■ Work request:
In the Khana Commune post, write out the passage starting at "On the left" and ending at "work on www.katehodal.com.", and switch "beautiful" to "stunning".

■ Document text:

Meet Omkar Lewis (right). Hailing from Philadelphia, USA, Omkar is a professional astrologer (how many of those do you meet everyday?) and yogi. He’s also worked at numerous supperclubs in the US over the last 10 years. In Singapore for only a month or two, Omkar recently contacted me to see if he could volunteer and take part in Khana Commune. We met for a coffee, he seemed super nice (and not at all like a serial killer….he was a bit too zen) and wallah! I had my first khana commune ‘volunteer’. (If you’re interested in Omkar’s astrology skills, please see the bottom of this post).
On the left is Kate Hodal. A freelance photographer and journalist, also from the west coast of the USA, Kate took all the beautiful pictures that I am publishing of this evening. Check out her awesome work on www.katehodal.com.

■ Information supplied:

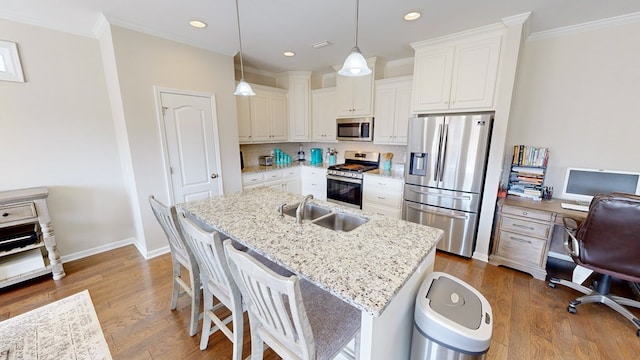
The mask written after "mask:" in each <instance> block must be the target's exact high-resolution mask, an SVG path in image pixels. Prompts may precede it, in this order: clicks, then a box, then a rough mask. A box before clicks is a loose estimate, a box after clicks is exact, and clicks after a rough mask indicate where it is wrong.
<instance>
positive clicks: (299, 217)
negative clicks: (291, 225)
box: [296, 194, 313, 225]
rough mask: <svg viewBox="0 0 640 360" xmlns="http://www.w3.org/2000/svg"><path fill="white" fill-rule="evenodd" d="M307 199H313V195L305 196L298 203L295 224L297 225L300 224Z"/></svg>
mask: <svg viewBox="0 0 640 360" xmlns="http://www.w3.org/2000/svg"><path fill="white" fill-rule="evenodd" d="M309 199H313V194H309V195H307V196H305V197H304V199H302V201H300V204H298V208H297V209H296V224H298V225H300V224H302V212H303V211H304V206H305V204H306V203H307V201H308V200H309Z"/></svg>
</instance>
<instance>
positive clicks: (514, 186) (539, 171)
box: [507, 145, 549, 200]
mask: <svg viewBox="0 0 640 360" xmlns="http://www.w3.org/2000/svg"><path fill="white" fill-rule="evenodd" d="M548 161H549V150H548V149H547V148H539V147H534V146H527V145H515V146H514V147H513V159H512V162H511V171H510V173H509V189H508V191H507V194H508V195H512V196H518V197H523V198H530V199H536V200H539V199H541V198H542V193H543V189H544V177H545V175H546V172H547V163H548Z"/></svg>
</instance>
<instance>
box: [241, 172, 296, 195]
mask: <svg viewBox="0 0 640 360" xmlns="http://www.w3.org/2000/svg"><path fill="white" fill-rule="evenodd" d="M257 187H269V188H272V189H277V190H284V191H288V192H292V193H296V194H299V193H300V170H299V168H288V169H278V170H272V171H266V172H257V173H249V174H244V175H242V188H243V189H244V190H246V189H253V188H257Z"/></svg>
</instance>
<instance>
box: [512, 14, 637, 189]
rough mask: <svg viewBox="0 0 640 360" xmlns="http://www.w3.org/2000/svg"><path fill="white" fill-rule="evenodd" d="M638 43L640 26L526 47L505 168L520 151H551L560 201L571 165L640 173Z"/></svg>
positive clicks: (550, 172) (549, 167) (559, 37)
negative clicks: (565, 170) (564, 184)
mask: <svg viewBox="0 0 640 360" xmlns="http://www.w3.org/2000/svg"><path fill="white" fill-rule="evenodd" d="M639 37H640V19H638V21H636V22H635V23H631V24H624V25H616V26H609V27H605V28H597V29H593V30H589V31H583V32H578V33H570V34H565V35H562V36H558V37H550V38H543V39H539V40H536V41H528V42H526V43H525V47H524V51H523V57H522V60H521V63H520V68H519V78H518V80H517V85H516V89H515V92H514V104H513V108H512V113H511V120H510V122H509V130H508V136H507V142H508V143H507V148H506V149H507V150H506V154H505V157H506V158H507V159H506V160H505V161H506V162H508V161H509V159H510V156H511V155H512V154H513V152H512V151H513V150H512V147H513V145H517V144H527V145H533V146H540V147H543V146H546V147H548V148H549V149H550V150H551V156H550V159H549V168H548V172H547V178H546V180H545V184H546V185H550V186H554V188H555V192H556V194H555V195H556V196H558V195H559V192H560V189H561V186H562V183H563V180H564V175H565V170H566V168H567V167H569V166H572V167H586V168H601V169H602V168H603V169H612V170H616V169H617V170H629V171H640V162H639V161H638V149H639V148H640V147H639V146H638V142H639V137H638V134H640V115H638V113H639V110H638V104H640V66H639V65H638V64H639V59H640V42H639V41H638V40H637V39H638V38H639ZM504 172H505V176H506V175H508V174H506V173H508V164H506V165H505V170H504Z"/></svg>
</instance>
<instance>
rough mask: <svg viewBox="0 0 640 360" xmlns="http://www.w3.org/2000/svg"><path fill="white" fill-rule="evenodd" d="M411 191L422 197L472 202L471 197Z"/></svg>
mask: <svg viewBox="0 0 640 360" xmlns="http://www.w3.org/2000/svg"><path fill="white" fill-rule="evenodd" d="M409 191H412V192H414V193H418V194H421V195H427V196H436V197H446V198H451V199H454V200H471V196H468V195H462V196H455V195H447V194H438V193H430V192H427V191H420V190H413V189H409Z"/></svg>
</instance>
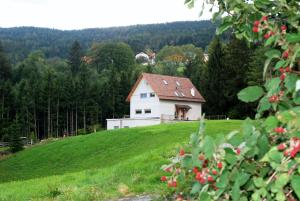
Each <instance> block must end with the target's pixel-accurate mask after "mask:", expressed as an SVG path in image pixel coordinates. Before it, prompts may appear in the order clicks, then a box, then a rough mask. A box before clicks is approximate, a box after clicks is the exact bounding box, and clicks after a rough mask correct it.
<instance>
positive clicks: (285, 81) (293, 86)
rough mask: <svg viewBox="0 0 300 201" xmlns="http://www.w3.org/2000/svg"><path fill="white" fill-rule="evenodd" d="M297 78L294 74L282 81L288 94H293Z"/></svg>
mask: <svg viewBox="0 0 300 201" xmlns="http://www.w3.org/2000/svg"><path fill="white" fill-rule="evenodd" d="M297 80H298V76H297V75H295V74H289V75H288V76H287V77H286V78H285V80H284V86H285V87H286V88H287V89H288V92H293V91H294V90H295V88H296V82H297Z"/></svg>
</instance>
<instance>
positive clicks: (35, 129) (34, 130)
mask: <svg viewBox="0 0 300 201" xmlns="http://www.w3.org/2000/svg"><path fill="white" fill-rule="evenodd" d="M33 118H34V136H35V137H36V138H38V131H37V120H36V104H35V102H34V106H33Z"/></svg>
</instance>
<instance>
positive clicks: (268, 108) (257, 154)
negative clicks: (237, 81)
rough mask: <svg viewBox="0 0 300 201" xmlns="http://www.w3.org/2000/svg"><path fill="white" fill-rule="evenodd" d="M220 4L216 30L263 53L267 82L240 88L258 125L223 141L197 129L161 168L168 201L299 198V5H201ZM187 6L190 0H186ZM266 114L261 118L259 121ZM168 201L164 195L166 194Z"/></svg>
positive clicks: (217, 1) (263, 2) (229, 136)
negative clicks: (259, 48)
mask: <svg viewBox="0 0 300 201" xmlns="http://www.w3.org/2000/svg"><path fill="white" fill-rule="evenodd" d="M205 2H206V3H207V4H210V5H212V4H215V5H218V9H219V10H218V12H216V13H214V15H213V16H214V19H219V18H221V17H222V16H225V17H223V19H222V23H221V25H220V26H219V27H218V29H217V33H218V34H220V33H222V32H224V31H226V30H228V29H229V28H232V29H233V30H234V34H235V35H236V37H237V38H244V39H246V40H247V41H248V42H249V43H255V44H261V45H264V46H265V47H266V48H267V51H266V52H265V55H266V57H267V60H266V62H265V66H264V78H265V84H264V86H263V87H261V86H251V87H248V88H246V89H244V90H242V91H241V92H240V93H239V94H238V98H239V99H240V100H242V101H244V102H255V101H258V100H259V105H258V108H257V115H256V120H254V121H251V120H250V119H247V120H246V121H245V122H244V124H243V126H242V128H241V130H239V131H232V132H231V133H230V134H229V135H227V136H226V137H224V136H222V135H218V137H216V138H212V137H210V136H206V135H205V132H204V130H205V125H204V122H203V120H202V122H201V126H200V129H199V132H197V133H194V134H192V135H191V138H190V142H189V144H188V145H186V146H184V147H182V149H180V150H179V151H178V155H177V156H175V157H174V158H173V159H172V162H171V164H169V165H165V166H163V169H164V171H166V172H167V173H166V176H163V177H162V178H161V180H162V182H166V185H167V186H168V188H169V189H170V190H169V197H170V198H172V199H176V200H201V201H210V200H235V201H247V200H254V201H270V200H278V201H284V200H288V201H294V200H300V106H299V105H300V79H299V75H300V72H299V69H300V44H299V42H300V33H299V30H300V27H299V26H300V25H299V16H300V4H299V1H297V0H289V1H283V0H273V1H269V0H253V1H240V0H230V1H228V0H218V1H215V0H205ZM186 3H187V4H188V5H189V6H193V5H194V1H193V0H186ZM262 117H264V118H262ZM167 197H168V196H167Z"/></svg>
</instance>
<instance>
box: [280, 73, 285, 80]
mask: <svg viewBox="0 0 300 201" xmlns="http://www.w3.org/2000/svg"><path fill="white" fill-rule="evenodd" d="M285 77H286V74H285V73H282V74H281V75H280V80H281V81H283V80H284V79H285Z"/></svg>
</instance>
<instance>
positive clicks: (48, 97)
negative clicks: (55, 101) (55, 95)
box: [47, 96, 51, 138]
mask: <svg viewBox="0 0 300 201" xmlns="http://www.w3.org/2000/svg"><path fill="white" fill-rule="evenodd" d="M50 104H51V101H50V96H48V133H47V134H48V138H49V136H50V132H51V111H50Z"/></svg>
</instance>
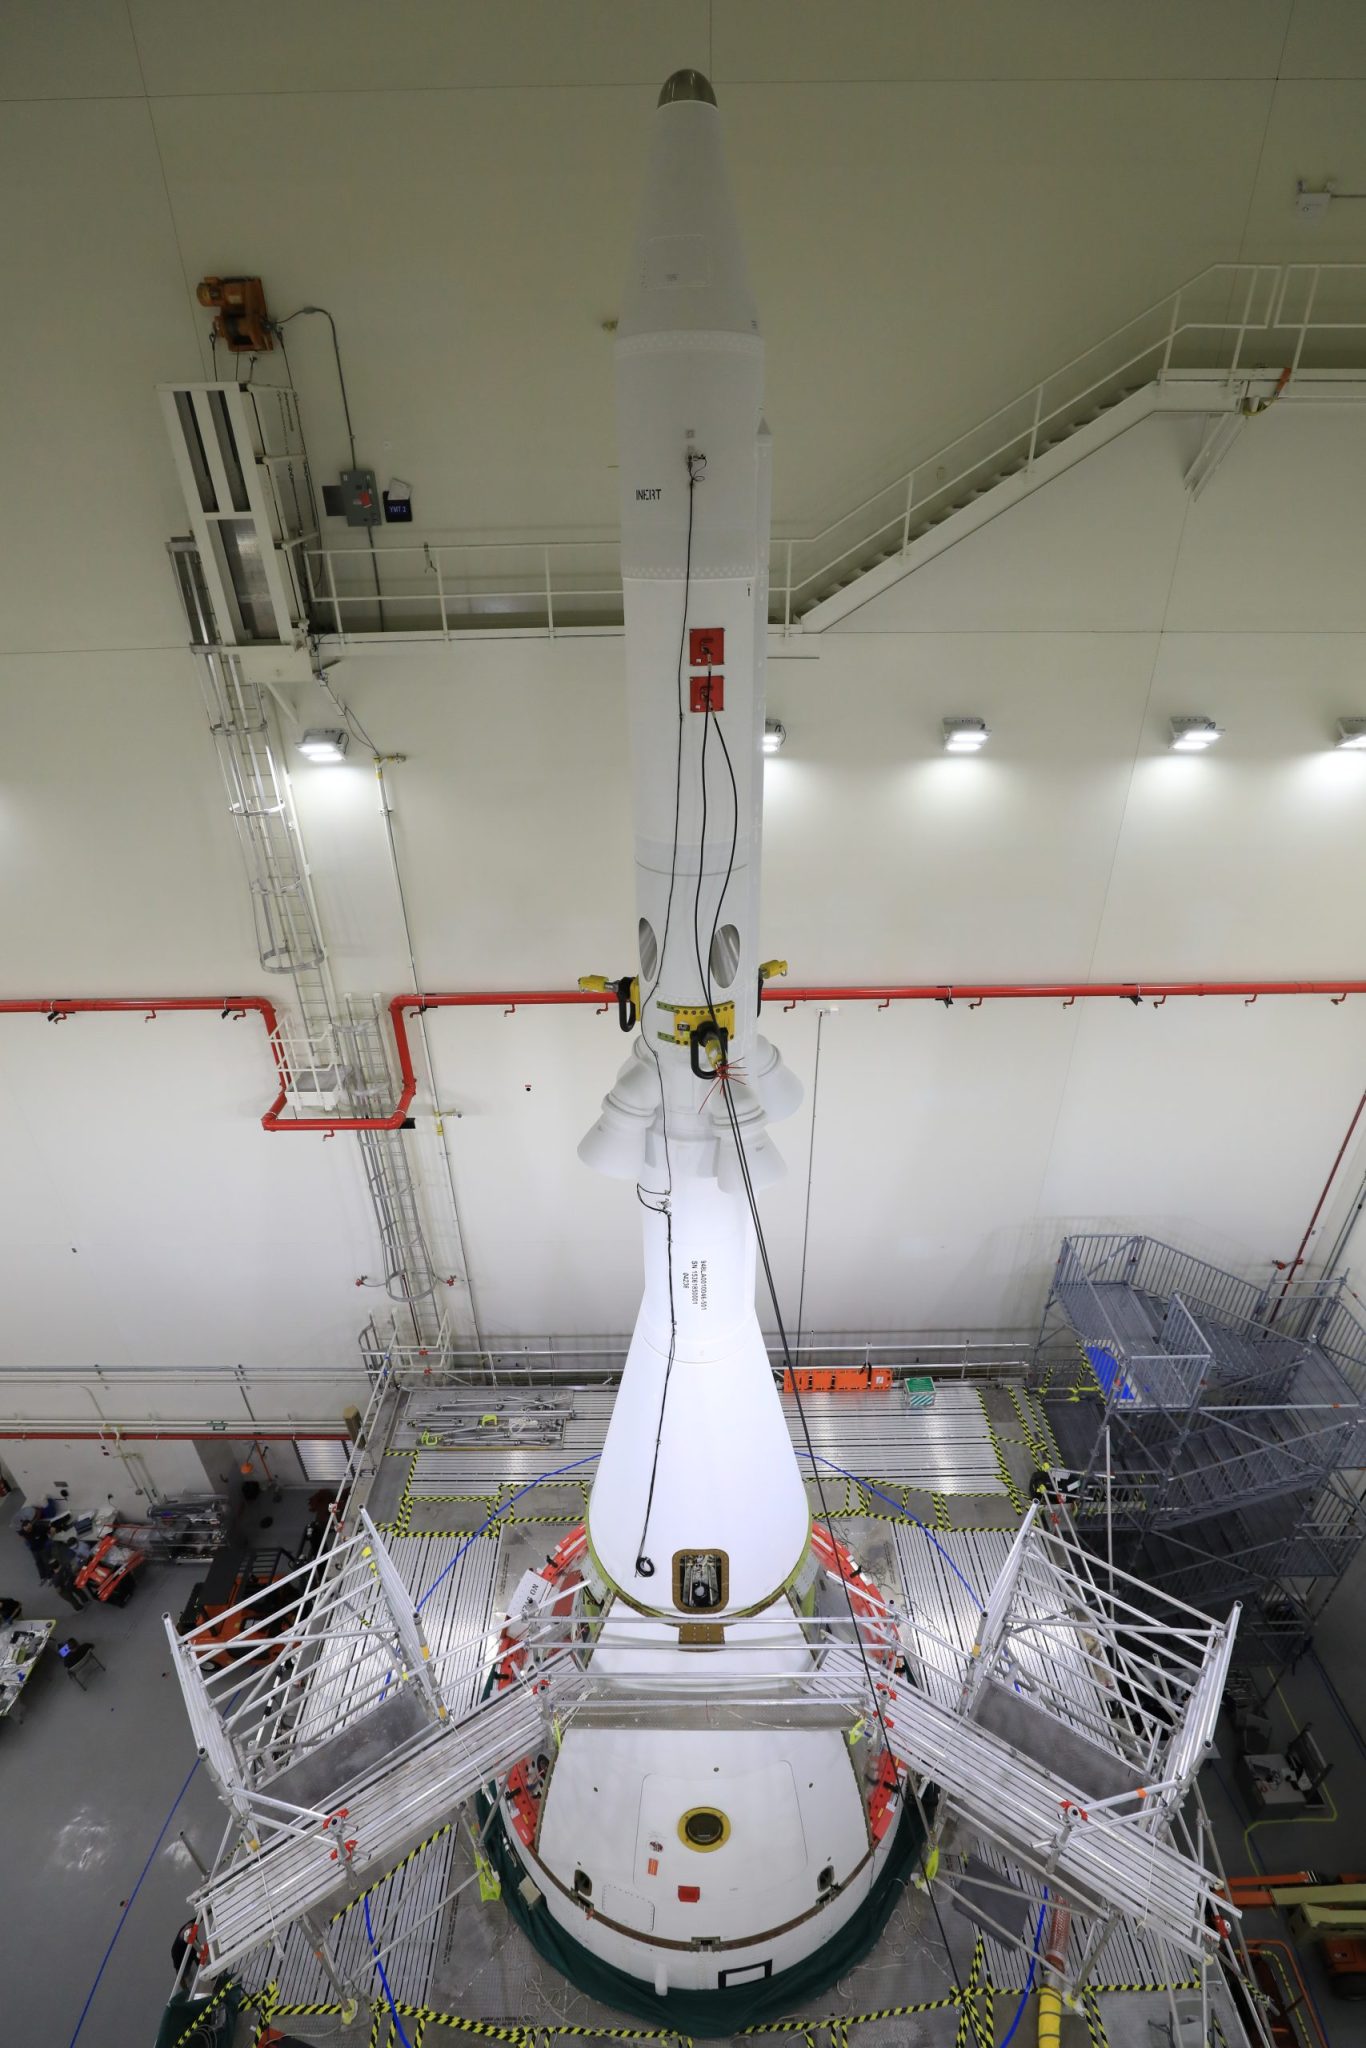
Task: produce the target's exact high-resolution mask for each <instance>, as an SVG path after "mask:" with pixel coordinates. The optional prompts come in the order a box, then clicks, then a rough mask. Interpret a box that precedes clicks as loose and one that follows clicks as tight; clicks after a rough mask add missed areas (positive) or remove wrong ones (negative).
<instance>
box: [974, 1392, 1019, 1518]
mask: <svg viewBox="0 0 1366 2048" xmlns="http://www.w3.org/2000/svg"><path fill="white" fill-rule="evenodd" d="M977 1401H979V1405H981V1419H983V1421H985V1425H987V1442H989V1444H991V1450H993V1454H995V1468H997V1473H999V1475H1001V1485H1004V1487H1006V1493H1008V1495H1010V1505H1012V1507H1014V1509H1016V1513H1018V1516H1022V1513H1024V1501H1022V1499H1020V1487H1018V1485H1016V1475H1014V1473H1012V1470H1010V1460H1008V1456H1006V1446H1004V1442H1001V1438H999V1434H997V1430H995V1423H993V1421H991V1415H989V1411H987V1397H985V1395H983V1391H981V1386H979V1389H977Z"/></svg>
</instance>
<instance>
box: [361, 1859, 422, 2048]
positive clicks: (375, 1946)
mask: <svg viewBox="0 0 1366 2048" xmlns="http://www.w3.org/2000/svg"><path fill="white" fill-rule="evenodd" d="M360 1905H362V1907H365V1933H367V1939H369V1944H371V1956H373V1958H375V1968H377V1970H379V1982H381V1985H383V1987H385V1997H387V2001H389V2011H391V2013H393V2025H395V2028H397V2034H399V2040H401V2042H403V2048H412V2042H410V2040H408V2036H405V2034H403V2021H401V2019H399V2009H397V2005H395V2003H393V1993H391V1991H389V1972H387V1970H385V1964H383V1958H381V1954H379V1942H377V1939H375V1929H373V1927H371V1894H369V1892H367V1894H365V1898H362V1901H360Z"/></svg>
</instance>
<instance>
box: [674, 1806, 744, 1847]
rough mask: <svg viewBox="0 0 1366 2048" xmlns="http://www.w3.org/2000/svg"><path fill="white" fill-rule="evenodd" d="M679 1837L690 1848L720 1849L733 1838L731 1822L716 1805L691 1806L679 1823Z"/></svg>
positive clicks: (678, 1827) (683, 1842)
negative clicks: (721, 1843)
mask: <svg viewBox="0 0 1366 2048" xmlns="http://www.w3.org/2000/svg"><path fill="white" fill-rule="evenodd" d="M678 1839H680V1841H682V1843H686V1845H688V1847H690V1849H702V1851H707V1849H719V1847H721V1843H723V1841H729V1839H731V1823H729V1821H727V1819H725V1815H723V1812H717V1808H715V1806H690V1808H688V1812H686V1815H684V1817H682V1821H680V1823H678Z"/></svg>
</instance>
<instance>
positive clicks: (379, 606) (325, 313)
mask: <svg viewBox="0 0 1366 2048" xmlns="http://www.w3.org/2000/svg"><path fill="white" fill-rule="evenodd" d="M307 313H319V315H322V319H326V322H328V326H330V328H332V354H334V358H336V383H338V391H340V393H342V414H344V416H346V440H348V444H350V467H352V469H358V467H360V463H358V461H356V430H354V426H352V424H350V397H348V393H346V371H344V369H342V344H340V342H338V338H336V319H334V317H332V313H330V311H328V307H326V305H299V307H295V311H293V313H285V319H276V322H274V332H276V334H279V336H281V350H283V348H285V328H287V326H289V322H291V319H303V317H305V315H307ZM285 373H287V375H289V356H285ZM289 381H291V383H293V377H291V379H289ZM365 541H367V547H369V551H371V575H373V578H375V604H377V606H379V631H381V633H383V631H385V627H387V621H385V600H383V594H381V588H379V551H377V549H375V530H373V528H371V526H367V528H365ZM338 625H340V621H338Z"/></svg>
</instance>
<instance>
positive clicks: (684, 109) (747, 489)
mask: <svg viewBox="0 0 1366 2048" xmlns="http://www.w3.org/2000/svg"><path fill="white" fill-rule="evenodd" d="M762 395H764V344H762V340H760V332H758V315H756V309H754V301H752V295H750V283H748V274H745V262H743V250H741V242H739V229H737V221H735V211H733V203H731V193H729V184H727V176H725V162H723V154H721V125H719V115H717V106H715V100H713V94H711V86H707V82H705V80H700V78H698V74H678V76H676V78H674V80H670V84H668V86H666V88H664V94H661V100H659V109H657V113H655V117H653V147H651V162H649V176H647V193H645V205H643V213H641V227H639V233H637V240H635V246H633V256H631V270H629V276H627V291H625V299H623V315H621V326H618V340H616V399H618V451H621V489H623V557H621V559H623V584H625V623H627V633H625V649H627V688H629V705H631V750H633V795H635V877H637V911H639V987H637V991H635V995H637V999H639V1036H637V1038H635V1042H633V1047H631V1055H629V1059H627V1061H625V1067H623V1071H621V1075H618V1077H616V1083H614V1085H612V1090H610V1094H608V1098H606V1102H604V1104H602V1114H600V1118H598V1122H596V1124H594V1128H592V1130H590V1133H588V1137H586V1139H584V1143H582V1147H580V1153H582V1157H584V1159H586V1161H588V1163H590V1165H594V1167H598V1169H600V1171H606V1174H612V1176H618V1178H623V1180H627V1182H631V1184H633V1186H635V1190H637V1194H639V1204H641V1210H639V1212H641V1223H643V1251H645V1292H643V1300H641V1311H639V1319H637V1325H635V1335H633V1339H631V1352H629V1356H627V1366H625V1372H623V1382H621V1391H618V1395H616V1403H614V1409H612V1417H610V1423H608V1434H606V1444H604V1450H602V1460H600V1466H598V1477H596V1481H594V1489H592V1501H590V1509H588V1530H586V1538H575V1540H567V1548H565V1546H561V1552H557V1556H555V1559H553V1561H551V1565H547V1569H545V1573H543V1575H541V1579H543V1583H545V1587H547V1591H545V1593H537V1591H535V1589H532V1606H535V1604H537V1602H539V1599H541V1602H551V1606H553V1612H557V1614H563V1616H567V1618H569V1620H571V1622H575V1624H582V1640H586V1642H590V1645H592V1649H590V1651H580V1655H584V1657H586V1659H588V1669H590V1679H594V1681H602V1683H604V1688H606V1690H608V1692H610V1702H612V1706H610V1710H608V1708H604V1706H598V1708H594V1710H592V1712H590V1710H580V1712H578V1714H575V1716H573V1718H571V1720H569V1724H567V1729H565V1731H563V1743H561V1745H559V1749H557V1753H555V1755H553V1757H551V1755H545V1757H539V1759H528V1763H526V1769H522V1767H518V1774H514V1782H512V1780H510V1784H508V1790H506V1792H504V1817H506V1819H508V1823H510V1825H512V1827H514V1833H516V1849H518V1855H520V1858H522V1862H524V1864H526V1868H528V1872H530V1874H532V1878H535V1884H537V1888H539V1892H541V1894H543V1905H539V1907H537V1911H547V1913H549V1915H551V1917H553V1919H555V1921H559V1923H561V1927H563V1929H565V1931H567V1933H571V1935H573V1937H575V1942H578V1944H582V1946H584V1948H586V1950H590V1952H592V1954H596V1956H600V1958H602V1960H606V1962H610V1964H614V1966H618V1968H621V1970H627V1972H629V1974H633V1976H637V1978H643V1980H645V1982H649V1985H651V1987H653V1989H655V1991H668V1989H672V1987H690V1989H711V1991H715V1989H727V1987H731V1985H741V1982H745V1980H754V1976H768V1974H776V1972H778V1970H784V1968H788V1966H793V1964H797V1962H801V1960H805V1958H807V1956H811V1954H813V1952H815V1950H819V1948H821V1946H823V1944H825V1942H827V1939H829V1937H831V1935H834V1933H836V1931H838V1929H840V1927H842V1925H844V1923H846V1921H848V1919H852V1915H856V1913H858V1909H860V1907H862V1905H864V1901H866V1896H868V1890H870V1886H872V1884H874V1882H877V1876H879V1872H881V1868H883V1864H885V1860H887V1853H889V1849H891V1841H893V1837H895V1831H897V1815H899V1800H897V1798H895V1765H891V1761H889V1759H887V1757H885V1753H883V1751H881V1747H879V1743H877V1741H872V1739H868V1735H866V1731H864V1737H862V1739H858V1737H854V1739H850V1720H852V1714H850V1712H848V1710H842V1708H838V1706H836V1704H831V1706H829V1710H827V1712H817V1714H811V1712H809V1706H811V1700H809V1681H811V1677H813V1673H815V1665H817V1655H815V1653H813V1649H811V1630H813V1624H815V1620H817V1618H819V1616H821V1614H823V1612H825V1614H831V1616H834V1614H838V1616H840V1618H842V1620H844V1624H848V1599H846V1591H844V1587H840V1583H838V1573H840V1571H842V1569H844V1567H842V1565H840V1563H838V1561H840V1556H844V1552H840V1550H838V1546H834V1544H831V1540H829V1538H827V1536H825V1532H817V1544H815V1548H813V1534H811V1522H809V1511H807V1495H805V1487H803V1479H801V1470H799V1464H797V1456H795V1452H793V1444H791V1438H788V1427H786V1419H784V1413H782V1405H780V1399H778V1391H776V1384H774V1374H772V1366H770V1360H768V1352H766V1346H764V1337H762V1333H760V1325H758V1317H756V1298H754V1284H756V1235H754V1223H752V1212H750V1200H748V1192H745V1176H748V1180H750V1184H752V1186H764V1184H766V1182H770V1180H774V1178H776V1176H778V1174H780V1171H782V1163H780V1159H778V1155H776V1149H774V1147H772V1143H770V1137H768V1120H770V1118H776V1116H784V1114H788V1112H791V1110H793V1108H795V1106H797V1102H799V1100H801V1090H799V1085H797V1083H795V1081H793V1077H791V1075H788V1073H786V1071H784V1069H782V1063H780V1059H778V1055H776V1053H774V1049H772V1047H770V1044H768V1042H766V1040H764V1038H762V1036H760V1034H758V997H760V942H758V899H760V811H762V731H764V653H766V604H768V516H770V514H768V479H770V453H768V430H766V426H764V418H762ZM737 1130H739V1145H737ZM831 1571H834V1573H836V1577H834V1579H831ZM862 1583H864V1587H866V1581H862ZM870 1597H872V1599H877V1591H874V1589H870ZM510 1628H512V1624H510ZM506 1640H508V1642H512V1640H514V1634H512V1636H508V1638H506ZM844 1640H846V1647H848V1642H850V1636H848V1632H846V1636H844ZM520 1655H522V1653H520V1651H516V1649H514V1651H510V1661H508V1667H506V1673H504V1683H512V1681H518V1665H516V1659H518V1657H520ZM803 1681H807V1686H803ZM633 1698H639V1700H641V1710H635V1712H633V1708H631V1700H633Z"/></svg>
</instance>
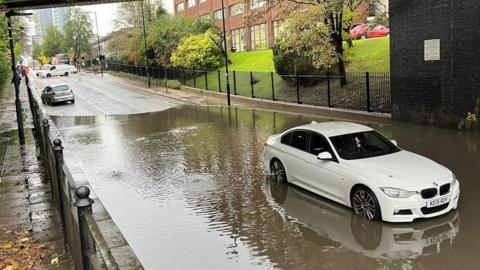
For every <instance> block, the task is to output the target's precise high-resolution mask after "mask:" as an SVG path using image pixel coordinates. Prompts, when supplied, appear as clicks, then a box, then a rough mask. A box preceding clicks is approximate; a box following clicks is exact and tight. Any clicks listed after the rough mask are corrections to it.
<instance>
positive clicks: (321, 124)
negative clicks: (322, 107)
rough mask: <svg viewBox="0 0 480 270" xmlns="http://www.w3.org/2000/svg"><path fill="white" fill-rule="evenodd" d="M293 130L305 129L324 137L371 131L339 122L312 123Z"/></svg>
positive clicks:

■ Response below:
On the left is Kate Hodal. A freelance photographer and journalist, also from the west coast of the USA, Kate took all the stunning pictures that I am publishing of this evening. Check out her awesome work on www.katehodal.com.